◆ **Dataset records**
•••••
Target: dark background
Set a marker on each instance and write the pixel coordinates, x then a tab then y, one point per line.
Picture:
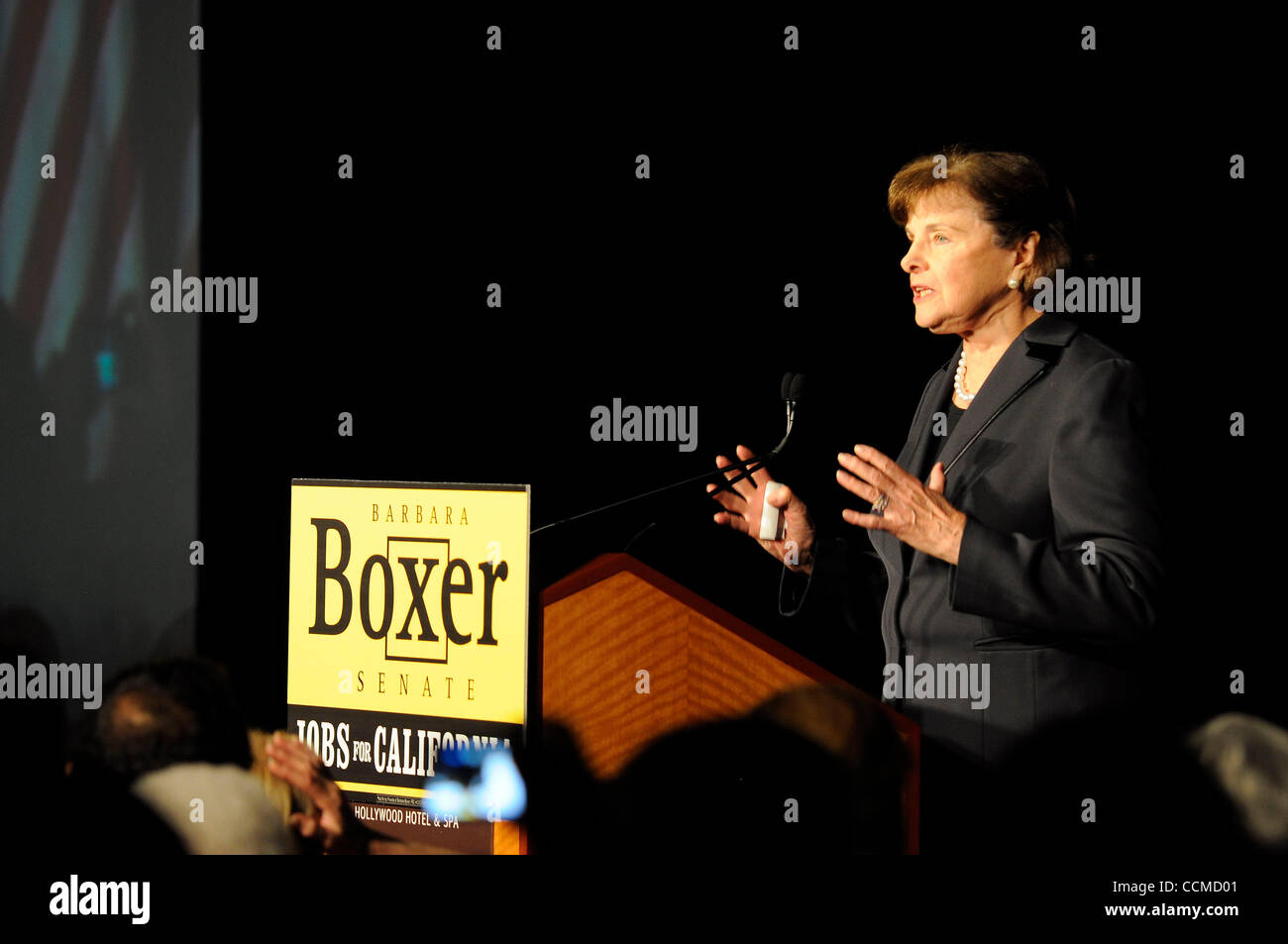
767	167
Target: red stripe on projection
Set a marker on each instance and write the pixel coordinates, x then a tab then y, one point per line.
29	30
55	196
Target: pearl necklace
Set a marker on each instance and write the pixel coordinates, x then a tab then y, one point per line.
957	380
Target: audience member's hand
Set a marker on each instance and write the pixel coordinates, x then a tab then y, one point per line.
742	509
334	823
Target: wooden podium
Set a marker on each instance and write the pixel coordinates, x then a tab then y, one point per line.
616	616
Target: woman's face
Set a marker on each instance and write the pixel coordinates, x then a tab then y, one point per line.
953	258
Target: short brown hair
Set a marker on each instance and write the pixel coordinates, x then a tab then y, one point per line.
1014	194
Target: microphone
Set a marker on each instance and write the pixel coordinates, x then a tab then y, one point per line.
791	390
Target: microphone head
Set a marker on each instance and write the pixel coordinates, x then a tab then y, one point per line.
798	386
785	389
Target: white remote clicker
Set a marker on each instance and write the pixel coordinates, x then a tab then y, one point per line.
771	522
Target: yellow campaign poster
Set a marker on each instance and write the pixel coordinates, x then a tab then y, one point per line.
408	627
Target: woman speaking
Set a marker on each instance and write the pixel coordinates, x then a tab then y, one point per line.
1018	527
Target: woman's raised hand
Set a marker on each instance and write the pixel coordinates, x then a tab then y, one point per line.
742	509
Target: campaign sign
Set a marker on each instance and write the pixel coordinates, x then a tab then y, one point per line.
408	627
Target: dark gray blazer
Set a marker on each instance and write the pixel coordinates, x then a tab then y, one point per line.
1050	455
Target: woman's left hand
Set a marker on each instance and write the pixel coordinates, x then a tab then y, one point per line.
915	513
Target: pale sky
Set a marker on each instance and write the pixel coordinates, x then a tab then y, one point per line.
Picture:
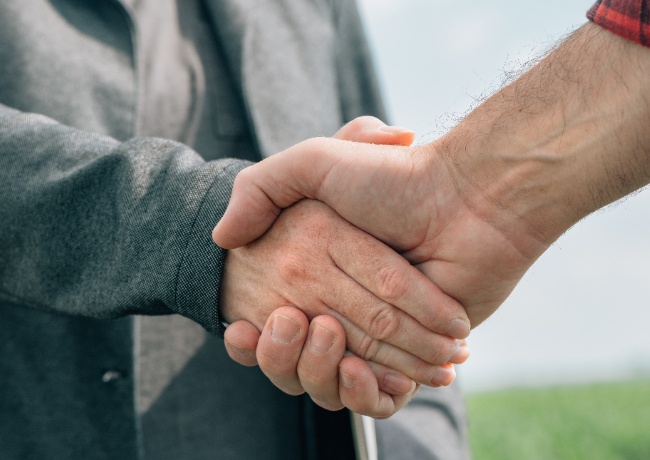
582	312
•••••
Rewrite every line of the data from the line with "Target: yellow campaign poster" through the end of the data, multiplying each pixel coordinate in the answers by 2.05 and rounding it to a whole number, with halves rounded up. Keep all other lines as they are, and leave out the pictures.

Target: yellow campaign poster
Set a marker on each instance and write the pixel coordinates, x then a tab then y, one point per line.
836	1285
Target: woman speaking
Set a marker on each instance and write the pixel coordinates, x then a tab then y, one point per line.
2087	1080
Target: woman's raised hand
Set a marker on each instance and write the pixel coordinates, x then a tab then y, one point per line.
1521	1043
Target: campaign sign
Set a marker on each instance and write the pixel coordinates, x then a tab then y, one point per line.
836	1285
Target: dark gray blazer
Set a marker on each instance and write the pixel coordinates, x then a tab then y, one point per line.
2153	933
Target: woman's left hand
Set a marker on each instance and write the pixel coordinates, x then a tab then y, one point per line.
1876	1052
Target: pale sky
Set a marker on each instance and write the pixel coordinates, x then a tab then y, one point per line.
Picture:
1193	640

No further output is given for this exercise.